Provided passage:
20 years of hospital-based proton therapy
Although the potential of proton therapy was recognised over half a century ago, and since its development is now known to deliver a radiation beam accurately into a tumour without damaging surrounding tissue, high equipment costs limit its general introduction. Mark Nicholls reports on a British hospital with two decades of experience in its use - and value
Proton therapy has a number of advantages over conventional radiotherapy techniques, particularly when treating paediatric tumours. However, while the treatment is available in the USA and European countries, e.g. France, Germany, Switzerland, there remain many states where there is no proton therapy or only limited treatment available. Among these is the UK, where the only centre – at the Clatterbridge Centre for Oncology (CCO) in Merseyside – specialises in treating tumours of the eye with proton therapy.
Dr Andrzej Kacperek, head of the cyclotron centre, is a strong advocate of proton therapy and the CCO, with others, is actively campaigning for the establishment of specialist centres in the UK where proton therapy can be offered to treat tumours in children and brain tumours.

Collected material:
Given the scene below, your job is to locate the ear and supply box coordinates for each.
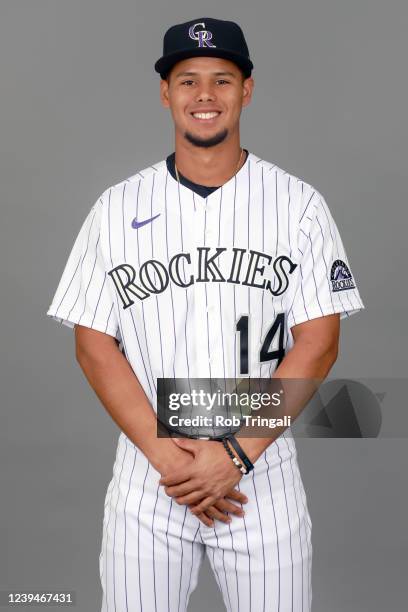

Instructions to follow:
Pick up the article on hospital-based proton therapy after its final sentence and carry it forward.

Written response:
Proton therapy is expensive; machinery costs up to 77 million euros, but Dr Kacperek argues the benefits to patients are now clear and cost effective to a health system.
Proton therapy, which uses heavy nuclear particles, is a sophisticated form of radiotherapy that can administer an effective beam of radiation onto a tumour, with the accuracy of a fraction of a millimetre in the case of eye tumours. Due to their relatively large mass, protons do not scatter, with the beam conforming to the tumour shape. This leaves other surrounding tissue unaffected and unharmed – unlike conventional radiotherapy - and leads to minimal side effects, which is what makes it suitable for brain tumours or for paediatric tumour treatments.
‘With proton therapy we can minimise the dose to the critical tissue so we do not damage otherwise healthy tissue and vital organs,’ Dr Kacperek explained. ‘Because children are so small, there is the increased risk that healthy tissue could be affected by conventional treatment, whereas proton therapy reaches only the tumour site and little else. Patients tend to live longer and get their treatment at a younger age but more significantly, with proton therapy there is less chance of secondary tumour induction.’
The potential of proton therapy was first realised in the 1950s, he pointed out, but did not develop until the 70s, primarily and crucially due to the ability to precisely identify the tumour site with 3-D imaging and direct the proton therapy beam to it. That precise identification has only been available with the advent of 3-D CT scanners.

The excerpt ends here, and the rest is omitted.